----- Listed entries -----

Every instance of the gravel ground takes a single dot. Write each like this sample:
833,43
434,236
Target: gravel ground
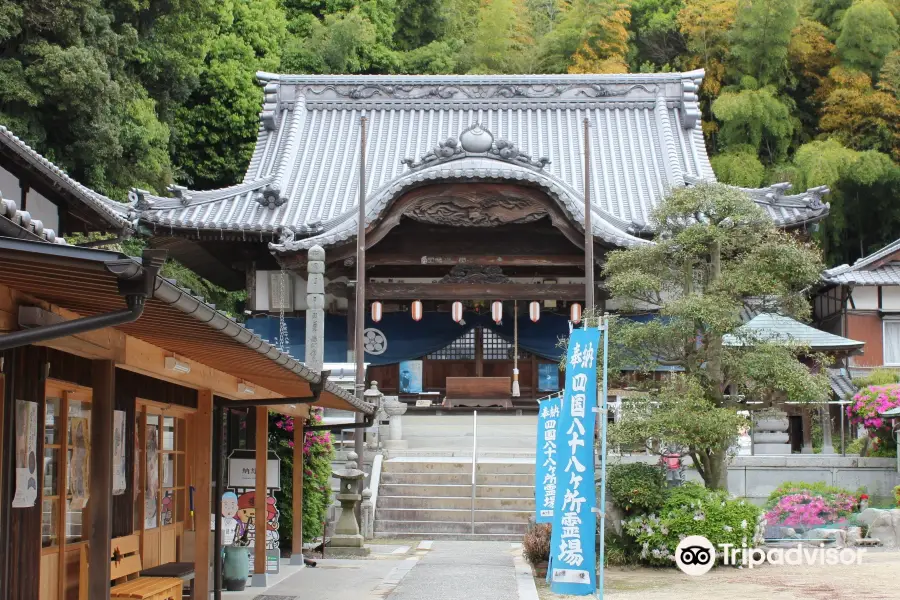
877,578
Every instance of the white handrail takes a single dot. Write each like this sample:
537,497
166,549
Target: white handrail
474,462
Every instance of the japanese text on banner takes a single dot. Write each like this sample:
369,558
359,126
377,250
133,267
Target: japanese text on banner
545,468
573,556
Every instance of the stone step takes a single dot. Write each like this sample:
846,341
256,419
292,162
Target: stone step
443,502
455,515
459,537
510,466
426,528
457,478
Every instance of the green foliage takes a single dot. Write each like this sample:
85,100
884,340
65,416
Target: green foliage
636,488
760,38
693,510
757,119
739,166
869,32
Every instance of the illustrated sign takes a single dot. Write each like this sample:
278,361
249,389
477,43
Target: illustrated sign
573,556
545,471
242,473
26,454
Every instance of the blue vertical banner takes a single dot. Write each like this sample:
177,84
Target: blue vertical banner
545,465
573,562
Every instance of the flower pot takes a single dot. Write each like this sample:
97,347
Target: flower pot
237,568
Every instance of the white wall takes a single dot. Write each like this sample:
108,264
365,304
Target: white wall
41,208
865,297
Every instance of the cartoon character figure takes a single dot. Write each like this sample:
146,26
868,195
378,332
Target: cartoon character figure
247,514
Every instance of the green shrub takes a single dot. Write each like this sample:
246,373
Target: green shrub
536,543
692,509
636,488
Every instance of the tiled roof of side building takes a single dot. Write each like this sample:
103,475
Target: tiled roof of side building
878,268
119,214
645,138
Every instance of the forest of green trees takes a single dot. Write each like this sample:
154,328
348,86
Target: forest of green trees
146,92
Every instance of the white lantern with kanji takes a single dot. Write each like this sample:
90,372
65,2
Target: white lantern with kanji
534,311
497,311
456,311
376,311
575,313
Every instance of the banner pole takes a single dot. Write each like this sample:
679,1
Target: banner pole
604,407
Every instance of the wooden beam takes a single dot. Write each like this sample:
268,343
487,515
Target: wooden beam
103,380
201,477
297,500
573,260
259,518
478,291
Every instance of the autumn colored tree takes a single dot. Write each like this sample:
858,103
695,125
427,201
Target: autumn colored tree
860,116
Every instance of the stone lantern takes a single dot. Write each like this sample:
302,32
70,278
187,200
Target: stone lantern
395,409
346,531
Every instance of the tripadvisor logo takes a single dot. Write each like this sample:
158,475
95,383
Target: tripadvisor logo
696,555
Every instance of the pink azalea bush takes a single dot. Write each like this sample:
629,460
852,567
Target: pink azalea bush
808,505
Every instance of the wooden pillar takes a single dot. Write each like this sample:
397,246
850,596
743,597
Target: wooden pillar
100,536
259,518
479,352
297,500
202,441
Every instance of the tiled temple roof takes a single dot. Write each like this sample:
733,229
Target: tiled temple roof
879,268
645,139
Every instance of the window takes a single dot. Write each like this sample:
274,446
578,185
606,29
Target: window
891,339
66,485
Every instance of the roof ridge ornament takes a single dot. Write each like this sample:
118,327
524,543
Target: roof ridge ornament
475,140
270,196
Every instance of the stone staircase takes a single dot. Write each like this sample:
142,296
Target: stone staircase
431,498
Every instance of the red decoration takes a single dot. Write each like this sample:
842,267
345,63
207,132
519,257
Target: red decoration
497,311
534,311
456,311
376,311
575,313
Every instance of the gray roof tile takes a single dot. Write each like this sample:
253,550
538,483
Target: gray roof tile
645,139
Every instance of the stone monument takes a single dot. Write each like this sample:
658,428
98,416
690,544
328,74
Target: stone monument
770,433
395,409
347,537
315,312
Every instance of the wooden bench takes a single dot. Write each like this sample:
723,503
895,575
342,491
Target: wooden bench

-----

Wherever the string "bench" turns up in the material, copy the whole line.

- _Finished task_
Every instance of the wooden bench takes a single dot. Write each like this sample:
Target: wooden bench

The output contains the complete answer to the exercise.